• _TASK DIRECTIONS_
Write out the records again exactly. Nothing should be dropped.
====== DATA SHOWN ======
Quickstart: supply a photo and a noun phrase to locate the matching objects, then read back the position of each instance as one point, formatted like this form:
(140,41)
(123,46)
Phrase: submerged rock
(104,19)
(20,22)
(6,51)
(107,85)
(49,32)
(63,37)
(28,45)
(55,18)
======
• _TASK RESULT_
Quickstart: supply a photo and a noun phrase to locate the matching objects, then read back the position of each instance as one point, formatted like this form:
(140,41)
(123,46)
Phrase: submerged rock
(104,19)
(20,22)
(6,51)
(107,85)
(49,32)
(63,37)
(28,45)
(55,18)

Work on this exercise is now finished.